WHAT IS REQUIRED:
What lines of the data include the string "insect"? Copy them all.

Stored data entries
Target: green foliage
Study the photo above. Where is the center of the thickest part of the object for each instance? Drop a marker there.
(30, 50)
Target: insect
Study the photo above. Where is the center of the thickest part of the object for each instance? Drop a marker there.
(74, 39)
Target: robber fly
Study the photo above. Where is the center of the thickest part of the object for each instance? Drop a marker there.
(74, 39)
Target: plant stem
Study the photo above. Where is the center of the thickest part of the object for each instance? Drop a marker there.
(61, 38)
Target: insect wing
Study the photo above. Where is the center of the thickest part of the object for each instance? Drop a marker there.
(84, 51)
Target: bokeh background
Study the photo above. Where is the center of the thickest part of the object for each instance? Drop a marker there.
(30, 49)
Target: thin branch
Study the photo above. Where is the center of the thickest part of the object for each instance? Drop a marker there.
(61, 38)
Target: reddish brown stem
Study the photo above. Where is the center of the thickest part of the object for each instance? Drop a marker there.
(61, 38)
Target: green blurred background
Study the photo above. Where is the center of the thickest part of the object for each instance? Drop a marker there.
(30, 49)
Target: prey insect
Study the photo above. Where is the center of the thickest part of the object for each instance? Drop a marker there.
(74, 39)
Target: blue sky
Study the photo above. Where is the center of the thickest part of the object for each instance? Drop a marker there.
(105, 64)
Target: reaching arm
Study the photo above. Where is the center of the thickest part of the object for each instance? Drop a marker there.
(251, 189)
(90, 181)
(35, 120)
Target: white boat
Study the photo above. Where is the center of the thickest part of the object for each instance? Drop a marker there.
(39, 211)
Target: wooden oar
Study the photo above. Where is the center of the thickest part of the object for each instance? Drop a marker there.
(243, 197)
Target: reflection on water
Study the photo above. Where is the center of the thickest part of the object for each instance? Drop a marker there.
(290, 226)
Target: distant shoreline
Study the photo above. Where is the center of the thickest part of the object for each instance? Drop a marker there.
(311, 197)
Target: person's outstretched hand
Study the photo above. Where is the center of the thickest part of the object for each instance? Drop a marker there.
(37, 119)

ANSWER BOX:
Target: insect
Target: insect wing
Target: prey insect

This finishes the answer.